### Task prompt
Find each line in the following records that contains the string "wardrobe", treating uppercase and lowercase as different, and copy those lines.

++++ Record set

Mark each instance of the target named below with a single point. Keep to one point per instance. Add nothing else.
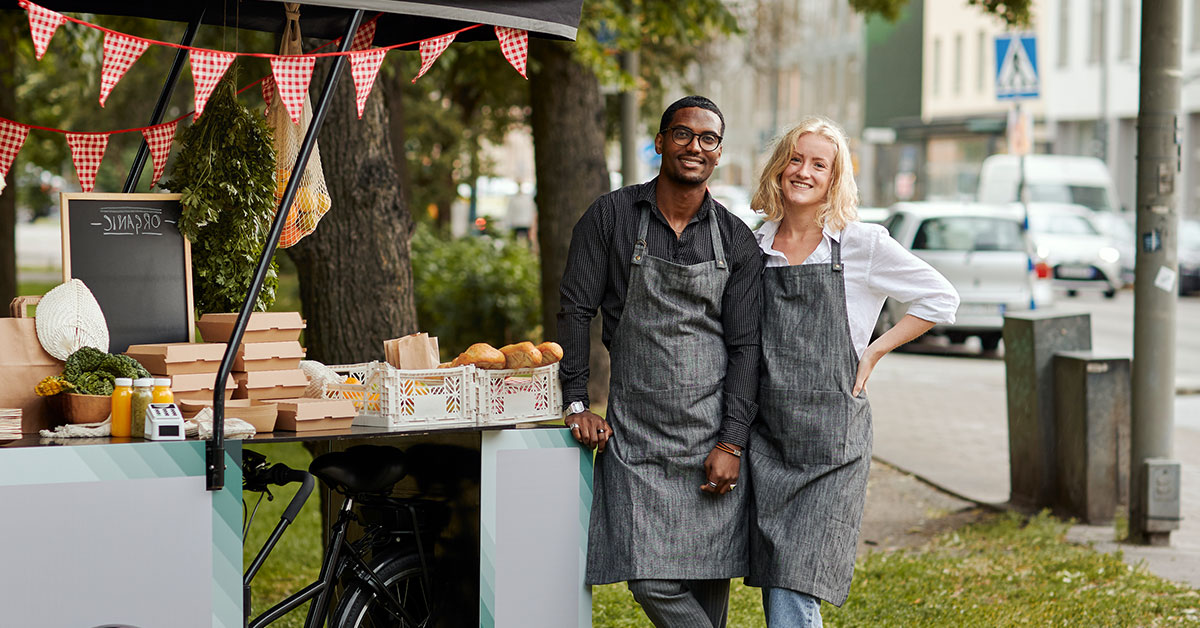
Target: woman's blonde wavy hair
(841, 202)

++++++++
++++ Record set

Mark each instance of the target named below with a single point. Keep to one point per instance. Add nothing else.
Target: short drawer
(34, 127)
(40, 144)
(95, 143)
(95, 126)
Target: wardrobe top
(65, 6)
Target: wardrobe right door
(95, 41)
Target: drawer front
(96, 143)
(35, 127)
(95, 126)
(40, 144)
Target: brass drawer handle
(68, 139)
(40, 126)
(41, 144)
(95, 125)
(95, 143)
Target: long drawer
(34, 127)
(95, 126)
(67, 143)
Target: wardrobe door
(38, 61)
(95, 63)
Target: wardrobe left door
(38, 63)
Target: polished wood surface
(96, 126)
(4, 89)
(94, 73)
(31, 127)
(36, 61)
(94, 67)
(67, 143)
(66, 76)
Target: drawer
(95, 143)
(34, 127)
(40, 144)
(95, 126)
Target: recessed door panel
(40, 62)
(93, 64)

++++++++
++++ Record set

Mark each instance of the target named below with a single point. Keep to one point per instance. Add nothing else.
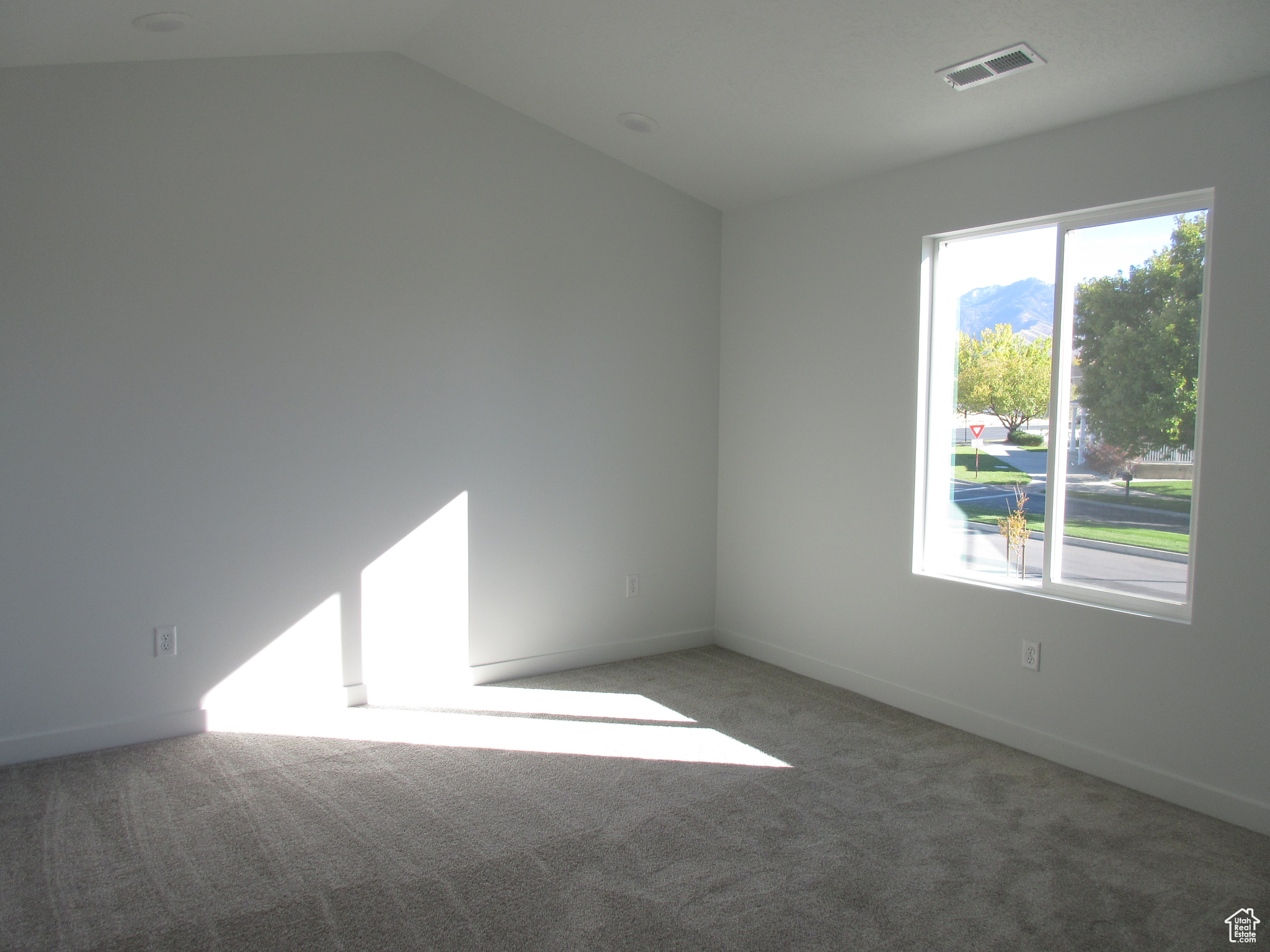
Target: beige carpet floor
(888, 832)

++++++++

### Solution for this problem
Target: wardrobe top
Target: wardrobe right door
Target: wardrobe door
Target: wardrobe left door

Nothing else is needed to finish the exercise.